DIRECTION A:
Answer these questions from the passage on operational resilience:
(i) Through what means may on-site supervision be carried out virtually, if necessary?
(ii) On what four things will the strength of a financial institution's operational resilience depend?
(iii) In which box are some of the issues for supervisors to explore with board members and senior management set out?

QUOTED PASSAGE:
___

The next step could be for the supervisor to request and review documentation from a financial institution on its approach to operational resilience and the steps it has already taken to embed and test operational resilience. The supervisor could ask for documentation relating to each of the steps outlined in Figure 4, and then review this in much the same way as a supervisor reviews and evaluates a bank’s individual capital adequacy assessment (ICAAP), an insurer’s own risk and solvency assessment (ORSA), or a major financial institution’s recovery plan.

In addition to this off-site review of documentation, a supervisor can use on-site supervision (if necessary, virtually through telephone or video conferencing) to interview board members (including non-executive directors), senior management, business heads, risk management heads and others, and to review relevant files, to check that the processes, procedures, and systems described in documentation are in place, followed in practice, and effective.

Roles and responsibilities of the board and senior management

Boards and senior management should focus on the operational resilience of key business services, because this is a key issue for financial institutions. Indeed, the strength of a financial institution’s operational resilience will depend on its governance, culture, controls, and its ability to respond effectively to operational disruptions.

Supervisors should therefore be able to explore a range of issues with board members and senior management, some of which are set out in Box 3.[18] The intention here would be to establish the extent to which the board has a clear view of the operational resilience of a financial institution and is driving improvements, as necessary.

___

Saved entries:
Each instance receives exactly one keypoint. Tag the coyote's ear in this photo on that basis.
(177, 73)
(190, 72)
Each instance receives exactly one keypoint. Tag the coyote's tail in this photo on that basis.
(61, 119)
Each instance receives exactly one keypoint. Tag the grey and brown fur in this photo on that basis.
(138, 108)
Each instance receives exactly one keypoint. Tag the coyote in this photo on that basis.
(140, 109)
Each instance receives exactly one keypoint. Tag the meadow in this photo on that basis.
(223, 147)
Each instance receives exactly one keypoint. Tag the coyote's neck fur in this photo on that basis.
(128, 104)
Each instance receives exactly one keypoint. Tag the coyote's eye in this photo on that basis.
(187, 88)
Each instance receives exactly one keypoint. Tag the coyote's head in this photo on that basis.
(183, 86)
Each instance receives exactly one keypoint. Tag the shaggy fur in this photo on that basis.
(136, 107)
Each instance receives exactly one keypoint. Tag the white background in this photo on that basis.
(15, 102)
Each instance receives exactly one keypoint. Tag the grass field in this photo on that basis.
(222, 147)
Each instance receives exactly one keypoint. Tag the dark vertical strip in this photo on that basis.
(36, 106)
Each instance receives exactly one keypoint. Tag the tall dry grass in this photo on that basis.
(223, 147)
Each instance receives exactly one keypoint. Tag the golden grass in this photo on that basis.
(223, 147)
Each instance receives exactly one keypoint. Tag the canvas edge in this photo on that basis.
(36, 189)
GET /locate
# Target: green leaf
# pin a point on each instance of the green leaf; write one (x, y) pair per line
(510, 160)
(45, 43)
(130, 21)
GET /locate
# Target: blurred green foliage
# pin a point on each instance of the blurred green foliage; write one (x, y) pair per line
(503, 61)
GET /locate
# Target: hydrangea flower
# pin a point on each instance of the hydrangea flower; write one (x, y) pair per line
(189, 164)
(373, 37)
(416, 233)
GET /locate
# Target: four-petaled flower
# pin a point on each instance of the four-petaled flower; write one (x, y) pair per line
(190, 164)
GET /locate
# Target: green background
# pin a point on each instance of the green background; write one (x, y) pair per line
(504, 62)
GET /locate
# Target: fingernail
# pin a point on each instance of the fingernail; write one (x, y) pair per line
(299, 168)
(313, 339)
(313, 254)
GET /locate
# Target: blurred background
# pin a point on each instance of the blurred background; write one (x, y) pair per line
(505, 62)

___

DIRECTION B: Reproduce the saved entries from the line containing "Each instance receives exactly one keypoint. Tag the canvas" through the end of the saved entries, with nothing changed.

EXERCISE ANSWER A:
(i) Telephone or video conferencing.
(ii) Its governance, culture, controls, and its ability to respond effectively to operational disruptions.
(iii) Box 3.

EXERCISE ANSWER B:
Each instance receives exactly one keypoint. Tag the canvas edge in this photo on that basis.
(36, 189)
GET /locate
# Target: green leaf
# pin a point on each instance of the green leaf; write one (x, y) pair per line
(510, 160)
(45, 43)
(130, 21)
GET /locate
# Target: blurred green foliage
# pin a point on each instance of the blurred green foliage; write one (x, y) pair per line
(503, 61)
GET /locate
# Target: hydrangea flower
# pin a point on each instance of the hydrangea flower; write one (x, y) pair per line
(189, 164)
(373, 37)
(416, 233)
GET /locate
# Target: four-petaled flower
# pin a point on each instance of the four-petaled flower; write one (x, y) pair per line
(190, 164)
GET /locate
# Target: green background
# pin a point on each instance of the green background; write one (x, y) pair per line
(504, 62)
GET /locate
# Target: fingernail
# pin a point on each instance of the fingernail; write one (x, y) pair per line
(299, 168)
(313, 339)
(313, 254)
GET /locate
# Target: blurred background
# pin a point on each instance of the blurred background; write one (x, y) pair per line
(505, 62)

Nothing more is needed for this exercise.